The complexity of predicting toxicity in these cases (maybe!) ramps up dramatically; it is likely that a fair number of such patients will have a drug regimen that’s largely unique to them alone. And the impact of pharmacogenes still exist, potentially even amplifying!

The state of the art is a bit fuzzy here. There has been headway in predicting DDI’s, but the datasets here are usually quite small in terms of number of molecules, on the order of a few hundred, often with many potential interactions missing (and subsequently being, maybe falsely, labeled as a negative example). And, given how common DDI’s are, it feels unlikely there is a current, good solution for it being done in drug-design beyond simple ‘does it interact with the same hypothesized mechanism’. It’s challenging to know the progress here; production-grade datasets here are, in my opinion, quite a long way off. This is true of many interaction-based problems in the life sciences and it’s especially true with toxicity-related datapoints.

It’s challenging to know how to fix this. But it may end up being a non-issue. Interactions between molecules in our body aren’t exactly orthogonal to the interactions between molecules and the body; everything is still atoms at the end of the day after all. Perhaps as we amass more singular molecular datapoints, we’ll accidentally get better at predicting DDI’s. A similar phenomenon was seen with Alphafold2 in a mild sense; despite never having been trained on multimeric proteins, its monomer training regimen was enough such that it still performed well in the multimer case — though, of course, still worse than a version of Alphafold2 trained on multimers. But there’s an even more interesting possibility here: ultra-precise, high-throughput in-vivo screening. Gordian Biotechnologies Mosiac Screening platform feels immensely interesting in this regard. Their platforms allow one to use barcoded viruses to deliver drugs to extremely specific cells in-vivo, allowing you to test an incredibly high number of drugs in-vivo at the same time. With the current aim of the platform, it seems like these deliveries are meant to be to separate cells, ensuring that each drug can be understood independently of others. But one could imagine the platform be repurposed; perhaps multiple drugs could be delivered to the same set of cells, with thousands of different combinations, allowing us to create a large and high-fidelity drug interaction dataset extremely quickly. This said, the platform doesn’t currently bill itself as being able to better understand DDI’s, but more focused on the target discovery problem by speeding up in-vivo testing.

Conclusion

I really did scratch the surface of toxicology here, there’s so much material here. I am once again astonished by the immense amount of work on drug design written by medicinal chemists and biologists, and how little we still understand everything. I want to emphasize that toxicity is a really big deal. Each drug failing a clinical trial account for billions of wasted dollars and many thousands of work hours lost, and that rate of failure due to toxicity is frightingly high. One study has this to say about it:

Overall, approximately 89% of novel drugs fail human clinical trials, with approximately one-half of those failures due to unanticipated human toxicity

Even more concerningly, the danger of toxicity can remain danger even after approval, implying even a clinical trial isn’t the end-all-be-all for toxicity concerns. The same study continues:

Of 578 discontinued and withdrawn drugs in Europe and the United States, almost one-half were withdrawn or discontinued in post-approval actions due toxicity. Van Meer et al. found that of 93 post-marketing serious adverse outcomes, only 19% were identified in preclinical animal studies. In the first decade of the 21st century, approximately one-third of FDA-approved drugs were subsequently cited for safety or toxicity issues. or a combination of both, including human cardiovascular toxicity and brain damage, after remaining on the market for a median of 4.2 years

Despite all the problems we discussed here, I still believe the future is bright! There are so many scale-related things going on in biology right now, and it does feel like we’re hitting the precipice of something really interesting here.

Instructions →
1) Answer from the drug toxicity text:
(a) How many molecules do DDI datasets usually hold?
(b) What do Gordian Biotechnologies' platforms use to deliver drugs to specific cells in-vivo?
(c) Of 93 post-marketing serious adverse outcomes, what share was identified in preclinical animal studies?
2) Print the part of the drug toxicity text from "Of 578 discontinued" to "really interesting here.".
3) Does each statement agree with the drug toxicity text? Answer yes or no, and quote the words that decide it.
(a) Alphafold2 was trained on multimeric proteins.
(b) About 89% of novel drugs fail human clinical trials.
(c) The platform is currently billed as a way to better understand DDI's.
None of this work needs the lines.

Data segment →

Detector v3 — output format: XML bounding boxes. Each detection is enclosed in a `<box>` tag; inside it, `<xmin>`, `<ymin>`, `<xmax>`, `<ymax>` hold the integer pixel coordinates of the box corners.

Your written answers →
1)
(a) On the order of a few hundred.
(b) Barcoded viruses.
(c) Only 19%.

2)
Of 578 discontinued and withdrawn drugs in Europe and the United States, almost one-half were withdrawn or discontinued in post-approval actions due toxicity. Van Meer et al. found that of 93 post-marketing serious adverse outcomes, only 19% were identified in preclinical animal studies. In the first decade of the 21st century, approximately one-third of FDA-approved drugs were subsequently cited for safety or toxicity issues. or a combination of both, including human cardiovascular toxicity and brain damage, after remaining on the market for a median of 4.2 years

Despite all the problems we discussed here, I still believe the future is bright! There are so many scale-related things going on in biology right now, and it does feel like we’re hitting the precipice of something really interesting here.

3)
(a) No: "despite never having been trained on multimeric proteins"
(b) Yes: "approximately 89% of novel drugs fail human clinical trials"
(c) No: "the platform doesn’t currently bill itself as being able to better understand DDI’s"